What this task involves ->
Retype each line of the material exactly, please, skipping any picture in it.

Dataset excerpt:
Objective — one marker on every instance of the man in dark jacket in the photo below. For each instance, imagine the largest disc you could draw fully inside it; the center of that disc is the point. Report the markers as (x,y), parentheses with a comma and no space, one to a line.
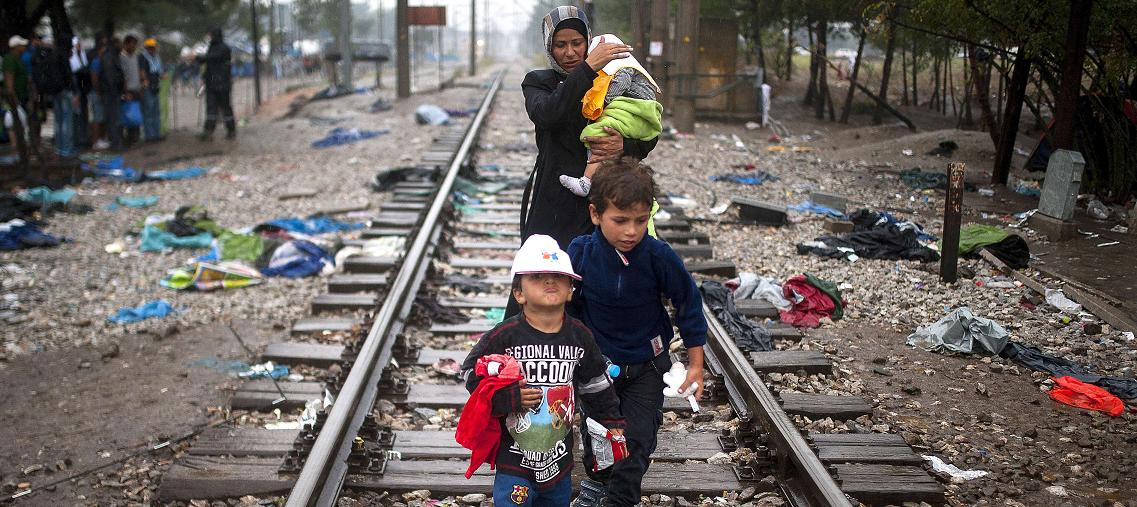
(218,83)
(111,83)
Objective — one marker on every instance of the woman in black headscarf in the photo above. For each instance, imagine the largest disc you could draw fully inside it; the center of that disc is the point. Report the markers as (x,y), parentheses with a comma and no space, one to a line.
(553,100)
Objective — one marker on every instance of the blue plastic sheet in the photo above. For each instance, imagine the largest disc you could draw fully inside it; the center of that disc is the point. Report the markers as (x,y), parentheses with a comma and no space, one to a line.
(155,239)
(115,168)
(814,208)
(176,174)
(314,225)
(44,196)
(152,309)
(18,234)
(298,258)
(139,201)
(749,177)
(346,136)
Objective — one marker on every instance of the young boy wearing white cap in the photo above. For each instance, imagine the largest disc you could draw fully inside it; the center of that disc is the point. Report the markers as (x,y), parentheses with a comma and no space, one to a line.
(557,356)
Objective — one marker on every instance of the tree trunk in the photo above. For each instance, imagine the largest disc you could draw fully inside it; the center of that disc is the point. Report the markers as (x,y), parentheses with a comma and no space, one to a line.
(856,69)
(1067,100)
(904,77)
(967,121)
(889,48)
(811,89)
(1017,93)
(982,97)
(822,52)
(789,50)
(915,75)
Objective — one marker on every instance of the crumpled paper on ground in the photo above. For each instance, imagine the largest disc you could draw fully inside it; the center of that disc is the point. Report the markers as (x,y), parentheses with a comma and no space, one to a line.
(959,332)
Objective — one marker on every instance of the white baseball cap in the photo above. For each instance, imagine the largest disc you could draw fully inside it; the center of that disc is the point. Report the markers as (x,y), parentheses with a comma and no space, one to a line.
(541,254)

Correct answer ->
Objective — one marker on every instance of the man in dark jacket in the photo below. For each instance, imagine the largest disc you could draw fully inside it; the center of that disc is the point. Report the markers as (x,y), parentheses with a comma and no space, one to a line.
(218,83)
(111,83)
Objective — one marker on every instance of the woman in black headscarf in the photo above. For each instance, imagine the largest disc you could draw fully inside it; the center of that disc is the point. Report the markers as (x,y), parentheses with a comma and no space, one to a line.
(553,100)
Objective — one marker on every instance of the blue plastic sheet in the photo above. For each instance, imagine the largest disc you could draw fully inside it; the center of that disc is the point. Report the markers as (x,y), parentheses with a comma and no space, one to a line.
(155,239)
(115,168)
(814,208)
(176,174)
(314,225)
(44,196)
(152,309)
(18,234)
(298,258)
(139,201)
(749,177)
(346,136)
Objective — one marker on every instance of the young boy wearing white cap in the photo above. For each instance, imagine the largest disc you could draw fully inside it; the center of that disc is the point. Report the markers as (x,y), parentheses with a comma and no space, one to a line.
(557,356)
Objective — one marker on every instance of the tree trunk in the photo above. For each instance, imagine the largest disc you could draw fully inside it; the center of that disc is the point. Report the markers as (x,y), parentheses with a comma and no space, one to a line.
(856,69)
(1067,100)
(904,77)
(967,121)
(889,48)
(811,89)
(1017,93)
(982,97)
(822,52)
(789,50)
(915,75)
Objective — one marker on every instance of the crumpled paper on ground in the photo above. For each instance, imagine the largest disc you could draw fully inside it; the center of that disc is the point. Report the markers as (x,y), parentheses with a comma and no space, one to a line.
(959,332)
Objective — one marker on every instance of the white baseball cap in the photo above. For each instance, imagine the largest disc you could draw fully inside it; the center of that disc is the point. Report the markers as (x,y), parentheses with a comma and no space, one to a line.
(541,254)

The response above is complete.